This exercise asks for the records to be retyped exactly as they read.

(Referring expression pointing data)
┌──
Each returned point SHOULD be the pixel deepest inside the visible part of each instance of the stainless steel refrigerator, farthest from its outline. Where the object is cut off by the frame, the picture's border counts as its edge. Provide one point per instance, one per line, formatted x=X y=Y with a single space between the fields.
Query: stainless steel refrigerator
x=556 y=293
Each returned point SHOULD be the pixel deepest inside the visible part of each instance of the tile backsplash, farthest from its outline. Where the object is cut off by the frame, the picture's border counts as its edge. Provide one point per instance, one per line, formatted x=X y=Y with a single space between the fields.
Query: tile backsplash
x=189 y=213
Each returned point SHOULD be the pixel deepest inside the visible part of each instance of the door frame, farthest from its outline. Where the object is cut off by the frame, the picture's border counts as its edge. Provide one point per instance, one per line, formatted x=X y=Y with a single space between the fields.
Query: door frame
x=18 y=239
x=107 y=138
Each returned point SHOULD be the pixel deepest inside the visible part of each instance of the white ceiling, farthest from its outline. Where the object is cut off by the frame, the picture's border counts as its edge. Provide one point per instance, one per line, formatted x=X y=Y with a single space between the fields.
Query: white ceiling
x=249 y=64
└──
**Reply**.
Each returned point SHOULD be the pixel deepest inside the visible part of each instance of the stainless steel refrigerator, farthest from its outline. Where the object is cut off by the frame, the picture's border counts as its edge. Provide one point per instance, one per line, formatted x=X y=Y with a single space between the fields.
Query: stainless steel refrigerator
x=556 y=293
Each returned point SHOULD be the pixel deepest inside the visible part of each instance of the tile backsplash, farthest from its outline. Where the object is cut off by the frame, the picture's border counts as its edge. Provide one point per instance, one per line, formatted x=X y=Y with a single space between the fields.
Query: tile backsplash
x=189 y=213
Each returned point SHOULD be the pixel deepest inside the visible part of each instance of the door frame, farthest from its outline. Where the object is cut off by the frame, the picture's border counts as its edge. Provide one point per instance, one per line, formatted x=X y=Y with a single space between the fields.
Query: door frame
x=18 y=239
x=107 y=138
Each returned point SHOULD be the pixel deepest inside the visible part of each instance of the white ceiling, farthest from its outline. Where the object is cut off by the frame, the picture's border counts as its edge. Provide one point per instance, one per line, formatted x=X y=Y with a single space between the fields.
Query: white ceiling
x=249 y=64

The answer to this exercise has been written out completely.